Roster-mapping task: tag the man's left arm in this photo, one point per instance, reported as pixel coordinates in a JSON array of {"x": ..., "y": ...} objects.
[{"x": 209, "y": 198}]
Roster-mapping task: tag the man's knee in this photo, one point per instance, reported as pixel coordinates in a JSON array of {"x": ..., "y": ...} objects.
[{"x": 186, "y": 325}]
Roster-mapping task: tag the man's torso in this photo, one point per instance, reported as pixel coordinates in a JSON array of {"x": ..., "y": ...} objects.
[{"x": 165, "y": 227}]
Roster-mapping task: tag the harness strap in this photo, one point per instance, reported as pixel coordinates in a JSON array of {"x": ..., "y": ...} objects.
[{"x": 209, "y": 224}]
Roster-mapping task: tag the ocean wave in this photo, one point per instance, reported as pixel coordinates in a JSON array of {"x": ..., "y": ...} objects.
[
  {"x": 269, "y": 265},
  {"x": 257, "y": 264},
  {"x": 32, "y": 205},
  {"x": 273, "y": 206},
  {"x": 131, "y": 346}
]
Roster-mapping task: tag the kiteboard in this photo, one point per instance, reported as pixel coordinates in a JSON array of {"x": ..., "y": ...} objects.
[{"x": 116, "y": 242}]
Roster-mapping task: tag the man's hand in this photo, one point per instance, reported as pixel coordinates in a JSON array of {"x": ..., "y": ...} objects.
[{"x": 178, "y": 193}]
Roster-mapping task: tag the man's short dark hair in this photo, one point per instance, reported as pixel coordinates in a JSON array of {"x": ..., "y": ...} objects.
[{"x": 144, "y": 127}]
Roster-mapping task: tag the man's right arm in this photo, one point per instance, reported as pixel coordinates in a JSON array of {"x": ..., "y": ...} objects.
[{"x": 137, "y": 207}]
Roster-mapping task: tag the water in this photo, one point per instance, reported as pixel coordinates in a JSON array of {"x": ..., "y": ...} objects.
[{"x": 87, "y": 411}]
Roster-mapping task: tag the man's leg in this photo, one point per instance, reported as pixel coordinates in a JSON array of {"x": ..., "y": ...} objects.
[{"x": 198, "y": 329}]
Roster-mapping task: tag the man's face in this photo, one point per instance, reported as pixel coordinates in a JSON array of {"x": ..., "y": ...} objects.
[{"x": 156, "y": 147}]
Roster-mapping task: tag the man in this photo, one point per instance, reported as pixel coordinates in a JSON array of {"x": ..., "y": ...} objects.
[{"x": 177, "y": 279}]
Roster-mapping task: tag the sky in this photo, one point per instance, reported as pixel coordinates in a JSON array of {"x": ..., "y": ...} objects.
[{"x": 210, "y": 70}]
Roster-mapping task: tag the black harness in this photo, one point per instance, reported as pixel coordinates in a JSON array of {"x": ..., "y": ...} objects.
---*---
Convert every row above into a JSON list of strings, with one string per line and any blank lines omitted.

[
  "Roster-mapping task: tag the man's left arm in this photo, one point per instance, reported as pixel coordinates in a JSON array of {\"x\": ..., \"y\": ...} objects.",
  "[{\"x\": 209, \"y\": 198}]",
  "Roster-mapping task: tag the man's knee in this photo, one point per instance, reported as pixel coordinates in a JSON array of {\"x\": ..., \"y\": ...} objects.",
  "[{\"x\": 186, \"y\": 325}]",
  "Roster-mapping task: tag the man's torso in this photo, one point per instance, reported as pixel coordinates in a JSON array of {\"x\": ..., \"y\": ...} objects.",
  "[{\"x\": 165, \"y\": 227}]",
  "Roster-mapping task: tag the harness strap in this photo, one point per instance, reported as pixel coordinates in a JSON array of {\"x\": ..., \"y\": ...} objects.",
  "[{\"x\": 209, \"y\": 224}]",
  "Roster-mapping task: tag the ocean wave in this photo, one point per instance, reported as pixel coordinates in a JSON array of {\"x\": ..., \"y\": ...} objects.",
  "[",
  "  {\"x\": 269, \"y\": 265},",
  "  {\"x\": 257, \"y\": 264},",
  "  {\"x\": 32, \"y\": 205},",
  "  {\"x\": 273, \"y\": 206},",
  "  {\"x\": 131, \"y\": 346}",
  "]",
  "Roster-mapping task: tag the kiteboard in this photo, one point per instance, reported as pixel coordinates in a JSON array of {\"x\": ..., \"y\": ...} objects.",
  "[{\"x\": 116, \"y\": 242}]",
  "Roster-mapping task: tag the man's hand in this photo, one point per instance, reported as pixel coordinates in a JSON array of {\"x\": ..., \"y\": ...} objects.",
  "[{\"x\": 178, \"y\": 193}]",
  "Roster-mapping task: tag the man's short dark hair in this photo, one point per instance, reported as pixel coordinates in a JSON array of {\"x\": ..., \"y\": ...} objects.",
  "[{\"x\": 144, \"y\": 127}]",
  "Roster-mapping task: tag the man's right arm in this photo, one point per instance, reported as pixel coordinates in a JSON array of {\"x\": ..., \"y\": ...} objects.",
  "[{\"x\": 137, \"y\": 207}]",
  "Roster-mapping task: tag the water in this photo, one point per instance, reported as pixel coordinates in a JSON array of {\"x\": ..., \"y\": ...} objects.",
  "[{\"x\": 87, \"y\": 411}]",
  "Roster-mapping task: tag the man's leg in this photo, one point per instance, reported as pixel coordinates in a JSON array of {\"x\": ..., \"y\": ...} objects.",
  "[{\"x\": 198, \"y\": 329}]",
  "Roster-mapping task: tag the man's face in this photo, one point per instance, reported as pixel coordinates in a JSON array of {\"x\": ..., \"y\": ...} objects.",
  "[{\"x\": 156, \"y\": 147}]",
  "Roster-mapping task: tag the man in this photo, one point per instance, reported as pixel coordinates in a JSON array of {\"x\": ..., \"y\": ...} objects.",
  "[{\"x\": 177, \"y\": 279}]",
  "Roster-mapping task: tag the sky in this photo, one point per instance, reported as pixel coordinates in a JSON array of {\"x\": ..., \"y\": ...} objects.",
  "[{\"x\": 210, \"y\": 70}]",
  "Roster-mapping task: tag the black harness in this photo, one point per instance, reported as pixel coordinates in a JSON array of {\"x\": ..., \"y\": ...} objects."
]